» Yapılacak işler:
1. Oyuncuyla yapılan söyleşide adı geçen şehirleri sırala.
2. "Aşk Bir Hayal" dizisinin oyuncusuyla yapılan söyleşinin devamını yaz.

» Okuma metni:
——

AĞLAMAKTAN BENİM DE PSİKOLOJİM BOZULDU
* "Aşk Bir Hayal" nasıl gidiyor?
- Dizi şartları zor ama şikayet etmiyorum. Her şey çok güzel gidiyor çünkü. Diziyi Mardin'de çekiyoruz ya, oradayken ben dinleniyorum. şehir senden her anlamda bir şey çalıyor. Hiç durmadan yorgunluk yüklüyor. Sürekli bir şeylere yetişmeye çalışıyorsun. Eskiden mesela en fazla televizyonu açmayarak kitap okuyabiliyordun. şimdi bilgisayarı ve telefonu da kapatmak lazım. Bu anlamda Mardin beni rahatlatıyor.
* Dizide bir Kürt kızını canlandırıyorsun. Nasıl hazırlandın rolüne?
- Bizim dizide oynayan ırem Sultan, Mardinli. Mardin'de ailesiyle yaşıyor ve lise son sınıf öğrencisi. Abimin eşini canlandırıyor. Sadece onu izledim. şive konusunda da onu örnek aldım.
* İlk ne zaman "Ben oyuncu oldum!" dedin?
- Mesleğim oyunculuk ve hayatımı bu şekilde kazanıyorum. Bu işten zevk alıyorum. Ama "Çok iyi bir oyuncuyum" cümlesini de asla kurmam. Onu söylerse başkaları söyler, ben de kabul ederim.
* "Aşk Bir Hayal"de sürekli ağlıyorsun. ızleyenlerin merakını giderelim biraz... Asmin'in gözyaşları ne zaman dinecek?
- Benim de artık ağlamaktan içim sıkılıyor, psikolojim bozuluyor. Ama Asmin, çocuğu bulunana kadar ağlayacak.
GÖZÜNDEKİ İFADEYİ BÜYÜTMEYECEKSİN
* İzmirlisin değil mi?
- Aslında Malatyalı, ama İzmir'de doğup büyüdüm. Babamızdan gelen bir Malatya kültürü ise hep oldu ailede.
* Kaç kardeşsiniz?
- İki kardeşiz. Abim var bir de. Ama benden küçük gösteriyor.
* Aslında sen de küçük gösteriyorsun...
- Onun sanırım bir sırrı var. Gözündeki ifadeyi büyütmeyeceksin. Yaşı en çok gözdeki ifade belli ediyor. Yaşanmışlıkla ilgili... Seneler önce TRT'de bir terzi teyze vardı. O bana "Kızım, sen gülmeden gözlerin gülüyor" derdi. Benim şimdiye kadar duyduğum en güzel sözdü. Ama babamı kaybettiğim zaman baktım ki o ifade gitmiş. Bunu kendim de gördüm ve mutsuz oldum. Neşeli olmak hayattaki en güzel şey. Ve artık bunu yakalayabilmek çok zor ki... Öğrendikçe daha zor beğeniyorsun. ızlediğin filmleri, okuduğun kitapları daha zor beğenmeye başlıyorsun. "Bilmek lanetlenmektir" derler ya, öyle...

——

» Verilen liste:
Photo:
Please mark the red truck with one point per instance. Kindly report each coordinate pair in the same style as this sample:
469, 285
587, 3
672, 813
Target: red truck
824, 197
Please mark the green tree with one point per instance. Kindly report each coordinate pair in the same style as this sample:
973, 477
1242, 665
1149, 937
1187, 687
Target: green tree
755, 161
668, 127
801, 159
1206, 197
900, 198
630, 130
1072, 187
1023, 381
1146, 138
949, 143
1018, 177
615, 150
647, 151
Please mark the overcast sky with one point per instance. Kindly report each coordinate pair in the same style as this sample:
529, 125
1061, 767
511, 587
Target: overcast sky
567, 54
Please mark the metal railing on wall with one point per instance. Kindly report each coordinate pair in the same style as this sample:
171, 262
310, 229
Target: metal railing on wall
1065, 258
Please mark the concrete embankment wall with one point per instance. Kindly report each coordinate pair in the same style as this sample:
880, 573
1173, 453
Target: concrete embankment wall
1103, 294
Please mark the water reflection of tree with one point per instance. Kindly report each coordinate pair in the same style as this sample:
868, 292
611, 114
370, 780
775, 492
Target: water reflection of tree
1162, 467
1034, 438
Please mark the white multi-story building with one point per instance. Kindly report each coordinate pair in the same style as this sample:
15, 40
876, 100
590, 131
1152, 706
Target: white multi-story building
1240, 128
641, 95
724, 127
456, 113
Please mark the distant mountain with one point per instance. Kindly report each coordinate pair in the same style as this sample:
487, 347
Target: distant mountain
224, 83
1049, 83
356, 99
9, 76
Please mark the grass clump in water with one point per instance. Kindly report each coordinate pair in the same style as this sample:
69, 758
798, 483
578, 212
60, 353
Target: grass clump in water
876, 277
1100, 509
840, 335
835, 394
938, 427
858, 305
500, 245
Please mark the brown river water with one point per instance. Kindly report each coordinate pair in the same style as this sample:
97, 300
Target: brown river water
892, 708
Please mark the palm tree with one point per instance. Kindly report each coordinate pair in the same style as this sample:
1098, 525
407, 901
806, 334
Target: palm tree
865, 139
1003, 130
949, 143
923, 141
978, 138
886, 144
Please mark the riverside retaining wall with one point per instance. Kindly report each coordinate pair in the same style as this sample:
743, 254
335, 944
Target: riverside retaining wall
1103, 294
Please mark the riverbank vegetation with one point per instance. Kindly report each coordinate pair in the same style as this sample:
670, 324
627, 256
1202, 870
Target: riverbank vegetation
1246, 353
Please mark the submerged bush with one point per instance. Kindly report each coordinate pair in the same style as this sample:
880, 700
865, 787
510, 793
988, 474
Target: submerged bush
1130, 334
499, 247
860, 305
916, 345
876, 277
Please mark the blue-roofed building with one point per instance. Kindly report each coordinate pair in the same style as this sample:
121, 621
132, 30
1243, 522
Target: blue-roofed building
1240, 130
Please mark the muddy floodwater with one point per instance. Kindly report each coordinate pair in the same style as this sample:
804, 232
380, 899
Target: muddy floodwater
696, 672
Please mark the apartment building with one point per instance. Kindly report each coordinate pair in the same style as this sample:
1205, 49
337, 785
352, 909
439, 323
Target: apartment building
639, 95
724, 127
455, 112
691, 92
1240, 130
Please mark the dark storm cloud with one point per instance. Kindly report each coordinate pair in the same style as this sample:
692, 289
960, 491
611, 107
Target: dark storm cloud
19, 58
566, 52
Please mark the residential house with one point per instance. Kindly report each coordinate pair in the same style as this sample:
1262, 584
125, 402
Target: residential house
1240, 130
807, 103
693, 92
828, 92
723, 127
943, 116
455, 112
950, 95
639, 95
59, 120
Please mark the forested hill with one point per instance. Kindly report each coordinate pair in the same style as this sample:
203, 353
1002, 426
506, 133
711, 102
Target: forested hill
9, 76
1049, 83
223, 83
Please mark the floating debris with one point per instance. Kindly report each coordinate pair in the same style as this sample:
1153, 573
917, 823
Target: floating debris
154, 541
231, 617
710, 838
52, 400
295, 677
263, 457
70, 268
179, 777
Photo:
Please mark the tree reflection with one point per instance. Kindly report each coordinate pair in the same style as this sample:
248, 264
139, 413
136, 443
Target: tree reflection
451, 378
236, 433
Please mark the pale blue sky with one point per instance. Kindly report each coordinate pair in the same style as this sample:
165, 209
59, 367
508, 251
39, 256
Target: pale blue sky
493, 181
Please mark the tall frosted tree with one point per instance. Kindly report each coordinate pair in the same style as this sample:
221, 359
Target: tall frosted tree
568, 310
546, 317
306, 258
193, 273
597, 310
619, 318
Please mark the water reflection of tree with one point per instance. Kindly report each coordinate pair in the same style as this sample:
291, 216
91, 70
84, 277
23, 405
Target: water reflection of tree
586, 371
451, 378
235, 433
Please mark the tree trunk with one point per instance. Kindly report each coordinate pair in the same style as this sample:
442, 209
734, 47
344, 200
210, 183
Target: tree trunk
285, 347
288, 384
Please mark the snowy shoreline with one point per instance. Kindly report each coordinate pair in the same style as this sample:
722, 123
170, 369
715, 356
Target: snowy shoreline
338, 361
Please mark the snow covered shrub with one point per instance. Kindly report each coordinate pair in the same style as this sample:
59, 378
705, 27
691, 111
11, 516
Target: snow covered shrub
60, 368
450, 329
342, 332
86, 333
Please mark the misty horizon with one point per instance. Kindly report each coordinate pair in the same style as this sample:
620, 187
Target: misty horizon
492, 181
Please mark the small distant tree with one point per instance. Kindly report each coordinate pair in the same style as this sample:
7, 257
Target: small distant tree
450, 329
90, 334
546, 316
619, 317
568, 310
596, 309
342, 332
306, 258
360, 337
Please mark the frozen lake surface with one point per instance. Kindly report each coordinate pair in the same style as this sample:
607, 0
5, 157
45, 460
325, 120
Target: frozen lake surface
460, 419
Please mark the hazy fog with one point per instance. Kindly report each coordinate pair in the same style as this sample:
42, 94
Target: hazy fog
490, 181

——

» Cevaplar:
1. Mardin, İzmir, Malatya

2.
BİKİNİLİ POZ VERECEĞİME GİDİP EĞİTİM ALDIM
* Bir dönem Amerika'ya gidip oyunculuğunu geliştirmek için eğitimler aldın. Biraz onlardan bahseder misin?
- Popüler olmaya başladığımda, magazin basınına kendimi nasıl anlatsam gibi düşüncelerim oluştu. En iyisi yazları ülkeden gitmek diye düşündüm. Bikinili fotoğraflarım çekileceğine Amerika'ya gidip eğitim alırım dedim. Lale Mansur bana Eric Morris'i tavsiye etti. Amerika'da üç ay onun workshop'larına katıldım. Kendisinin çok fazla Türk öğrencisi var. Türkleri de çok seviyor. Bizden ilk Kubilay Tunçer, Lale Mansur gitti. Sonrasında ben ve Meltem Cumbul eğitim aldık kendisinden.
* Magazinde yer almaktan çekindiğin için gittin yani Amerika'ya...
- Geçmişte öyleydi. O zamanlar daha ürkektim. Acaba yanlış anlaşılır mıyım endişesi vardı. Daha korunaklı davranmak istedim.
UKALA OLMAK ÇOK MODA
* Ünlüsün, para kazanıyorsun, her şeyi elde edebilirsin ve şımarabilirsin... Bu kadar kontrollü olman öğretilmiş bir şey mi?
- Şımarmamak, mütevazı olmak gibi kavramlar sıfat değildir ki bence. Zaten öyle olmak gerekmiyor mu normalde? Bunlar benim bilerek yaptığım şeyler değil. Sürekli altının çizilmesinden de hoşlanmıyorum. Çünkü ortalıkta iyi kalplilikten ekmek yeme mekanizması var. Ukala olmak da çok moda ve havalı bir şey. Ayrıca çok da kolay. Bir bakışına, cümlene, ters bir cevabına bakar. Durduk yere hazır cevaplılıkla, moda terimlerle havalı durmak itici geldiği için ben öyle olamıyorum. Çok mütevazıyım gibi duruşlardan da hoşlanmıyorum. Bir insanın ters ya da hoşgörülü zamanları olabilir. Normal olacaksın yani...
* Sen gayet samimi gözüküyorsun ama aynı zamanda da mesafeli bir tavrın var...
- O biraz duygu kırılmalarından sonra oluştu.